Selected excerpt:

Volunteer Spotlight: Hogan Dwyer

Volunteer Spotlight: Hogan Dwyer

By Emma Marvil

Hogan Dwyer“Carbon pricing advocacy is the most fulfilling work I’ve ever done, and I really appreciate the opportunity that CCL has given me,” says Hogan Dwyer. Hogan is a student at St. Lawrence University in Canton, New York. He’s majoring in Environmental Studies and Philosophy, with a minor in Outdoor Studies. Between his school work and his time spent running cross country and track and field, he works with several student environmental groups: DivestSLU, Seed-to-Table, and Environmental Action Organization. Hogan also interned with the university’s Office of Sustainability and was a Summer and Fall fellow with Our Climate last year.

Raw data:

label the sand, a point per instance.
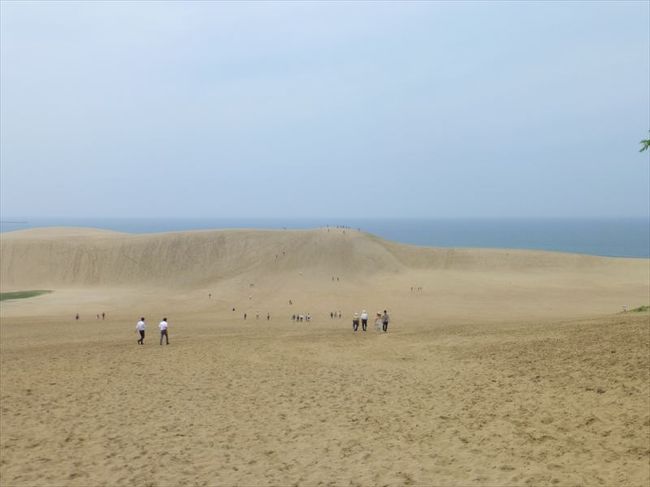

Instruction: Repeat the volunteer spotlight between "By Emma Marvil" and "Climate last year.", inclusive, substituting "participant" for "fellow".

Exercise output:
By Emma Marvil

Hogan Dwyer“Carbon pricing advocacy is the most fulfilling work I’ve ever done, and I really appreciate the opportunity that CCL has given me,” says Hogan Dwyer. Hogan is a student at St. Lawrence University in Canton, New York. He’s majoring in Environmental Studies and Philosophy, with a minor in Outdoor Studies. Between his school work and his time spent running cross country and track and field, he works with several student environmental groups: DivestSLU, Seed-to-Table, and Environmental Action Organization. Hogan also interned with the university’s Office of Sustainability and was a Summer and Fall participant with Our Climate last year.